:: INFORMATION SHOWN

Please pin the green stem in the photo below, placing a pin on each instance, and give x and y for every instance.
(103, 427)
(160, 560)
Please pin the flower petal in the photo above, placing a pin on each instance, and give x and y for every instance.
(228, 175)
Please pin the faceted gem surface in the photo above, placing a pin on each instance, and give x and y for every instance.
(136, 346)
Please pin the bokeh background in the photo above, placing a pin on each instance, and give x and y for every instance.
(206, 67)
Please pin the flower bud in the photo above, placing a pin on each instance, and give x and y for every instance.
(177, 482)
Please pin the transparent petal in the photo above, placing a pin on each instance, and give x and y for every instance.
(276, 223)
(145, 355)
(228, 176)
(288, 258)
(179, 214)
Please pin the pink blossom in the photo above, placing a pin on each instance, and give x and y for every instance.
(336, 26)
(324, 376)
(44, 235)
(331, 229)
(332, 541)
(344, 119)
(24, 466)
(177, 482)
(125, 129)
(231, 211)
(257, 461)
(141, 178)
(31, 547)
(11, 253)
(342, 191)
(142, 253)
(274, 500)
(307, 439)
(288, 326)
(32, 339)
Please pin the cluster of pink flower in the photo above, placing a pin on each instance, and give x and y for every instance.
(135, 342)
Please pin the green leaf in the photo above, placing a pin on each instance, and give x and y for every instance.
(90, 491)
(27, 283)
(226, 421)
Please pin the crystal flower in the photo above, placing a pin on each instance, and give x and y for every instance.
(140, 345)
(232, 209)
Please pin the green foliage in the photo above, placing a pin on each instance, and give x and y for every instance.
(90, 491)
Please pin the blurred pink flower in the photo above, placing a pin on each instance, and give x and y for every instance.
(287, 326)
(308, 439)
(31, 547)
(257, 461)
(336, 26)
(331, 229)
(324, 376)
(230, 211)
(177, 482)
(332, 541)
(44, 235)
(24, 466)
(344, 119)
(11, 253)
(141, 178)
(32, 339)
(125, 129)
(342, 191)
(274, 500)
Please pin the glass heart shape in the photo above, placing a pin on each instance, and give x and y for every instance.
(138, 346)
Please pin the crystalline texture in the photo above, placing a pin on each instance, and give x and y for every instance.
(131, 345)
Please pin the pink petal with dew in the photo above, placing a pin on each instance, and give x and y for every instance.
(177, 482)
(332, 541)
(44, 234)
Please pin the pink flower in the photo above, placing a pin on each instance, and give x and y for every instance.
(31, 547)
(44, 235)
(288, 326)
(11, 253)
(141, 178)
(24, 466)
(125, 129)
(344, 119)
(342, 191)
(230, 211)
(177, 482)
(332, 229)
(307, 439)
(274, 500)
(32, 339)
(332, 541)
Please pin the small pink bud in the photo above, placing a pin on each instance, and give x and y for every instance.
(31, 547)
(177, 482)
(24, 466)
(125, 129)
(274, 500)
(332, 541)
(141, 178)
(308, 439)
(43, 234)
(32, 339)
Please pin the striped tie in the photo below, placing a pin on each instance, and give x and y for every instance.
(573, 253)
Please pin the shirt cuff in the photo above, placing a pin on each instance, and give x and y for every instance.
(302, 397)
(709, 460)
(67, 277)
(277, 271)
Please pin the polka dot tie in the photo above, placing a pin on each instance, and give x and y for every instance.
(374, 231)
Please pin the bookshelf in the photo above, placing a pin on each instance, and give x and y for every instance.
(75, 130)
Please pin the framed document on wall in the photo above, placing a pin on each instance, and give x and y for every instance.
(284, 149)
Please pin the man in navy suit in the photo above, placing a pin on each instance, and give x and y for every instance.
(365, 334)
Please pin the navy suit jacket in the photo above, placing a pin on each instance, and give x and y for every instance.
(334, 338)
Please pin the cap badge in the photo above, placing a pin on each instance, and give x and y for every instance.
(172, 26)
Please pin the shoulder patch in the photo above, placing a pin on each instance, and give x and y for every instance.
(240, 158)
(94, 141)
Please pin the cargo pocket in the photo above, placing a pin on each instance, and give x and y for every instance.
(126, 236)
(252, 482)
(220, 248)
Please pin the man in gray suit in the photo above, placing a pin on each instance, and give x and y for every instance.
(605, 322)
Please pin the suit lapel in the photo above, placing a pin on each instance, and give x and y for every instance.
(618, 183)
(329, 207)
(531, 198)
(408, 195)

::::

PROBLEM TO SOLVE: All the data above must be copied again. Leave nothing out.

SOLUTION:
Please pin the green stem in the photo below, placing a pin on each instance, and give x and y for every instance.
(103, 427)
(160, 560)
Please pin the flower petal in the photo above, placing a pin on each instance, and give x and y for every instance.
(228, 175)
Please pin the faceted gem surface in the photo above, placing a pin on each instance, and give x and y for every instance.
(136, 346)
Please pin the bokeh background in the photo above, placing a pin on each instance, and give x and y for every instance.
(206, 67)
Please pin the flower bud in the photo above, placing a pin on each instance, and give x and y for every instance.
(177, 482)
Please pin the transparent petal in the photo above, placing a pin on each instance, and give x and y for every instance.
(276, 223)
(145, 355)
(228, 176)
(288, 258)
(179, 214)
Please pin the pink blossom in the photo above, placing a pin on each instance, and give x and y for every instance.
(336, 26)
(324, 376)
(44, 235)
(331, 229)
(332, 541)
(344, 119)
(24, 466)
(177, 482)
(125, 129)
(231, 211)
(257, 461)
(141, 178)
(31, 547)
(11, 253)
(342, 191)
(142, 253)
(274, 500)
(307, 439)
(288, 326)
(32, 339)
Please pin the cluster of pink flower in the photo above, placing a pin on each instance, and give x and y for every instance.
(135, 342)
Please pin the green leaf in the photo above, placing a pin on each instance, and give x and y for every instance.
(90, 491)
(27, 283)
(226, 421)
Please pin the crystal flower in the photo above, placing a pin on each instance, and give x and y for every instance.
(140, 345)
(232, 209)
Please pin the green foliage in the photo above, placing a pin on each instance, and give x and y for every instance.
(90, 491)
Please pin the blurred pink flower in the photo above, placing a pin on each instance, and give x and y for every instance.
(287, 326)
(308, 439)
(31, 547)
(257, 461)
(336, 26)
(331, 229)
(324, 376)
(230, 211)
(177, 482)
(332, 541)
(44, 235)
(24, 466)
(344, 119)
(11, 253)
(141, 178)
(32, 339)
(125, 129)
(342, 191)
(274, 500)
Please pin the glass heart shape in the photo above, placing a pin on each instance, and give x and y for every instance.
(138, 346)
Please pin the crystalline texture in the photo above, placing a pin on each instance, and give x and y for every instance.
(131, 345)
Please pin the pink petal with dew in the photo above, placing a pin on each instance, and give x and y for every instance.
(177, 482)
(332, 541)
(44, 234)
Please pin the pink flower in the photo above, placing a pin on each instance, and give x and y for every instance.
(31, 547)
(44, 235)
(288, 326)
(11, 253)
(141, 178)
(24, 466)
(125, 129)
(344, 119)
(342, 191)
(230, 211)
(177, 482)
(332, 229)
(307, 439)
(274, 500)
(32, 339)
(332, 541)
Please pin the small pink bud in the photo above, placing a pin on each instance, and give x and y for every instance.
(31, 547)
(177, 482)
(24, 466)
(125, 129)
(274, 500)
(332, 541)
(141, 178)
(308, 439)
(43, 234)
(32, 339)
Please pin the striped tie in the photo below, placing a pin on each instance, and give x and y for every instance.
(573, 253)
Please pin the shirt cuff in the photo above, placing a pin on each instance, and give x and y for every instance.
(302, 397)
(709, 460)
(67, 277)
(277, 271)
Please pin the polka dot tie in the photo above, placing a pin on each instance, and give x and y for every instance.
(374, 231)
Please pin the bookshelf in the photo above, placing a pin on each instance, and give x and y for every instance.
(75, 130)
Please pin the framed document on wall in the photo above, placing a pin on each instance, and give x and y for every instance.
(284, 149)
Please pin the man in navy suit in the photo above, placing a pin on each instance, and give x and y for every instance.
(365, 334)
Please pin the navy suit jacket in the photo above, placing a pin on each instance, and give x and y for every instance.
(334, 338)
Please pin the cap badge in the photo above, placing a pin on each instance, and give x and y for every instance.
(172, 26)
Please pin the shoulder patch in the photo above, placing a pin on each instance, and give x and y for every instance.
(240, 158)
(94, 141)
Please pin the cargo pocket in the photo above, placing a pin on each instance, and give x and y for every instance.
(126, 236)
(252, 482)
(220, 248)
Please pin the man in gray suit in the photo above, placing a pin on each instance, and give x and y for every instance.
(605, 322)
Please pin the suit lapel in the photo above, placing a pin on each instance, and give x and y for every instance.
(618, 183)
(329, 207)
(531, 198)
(408, 195)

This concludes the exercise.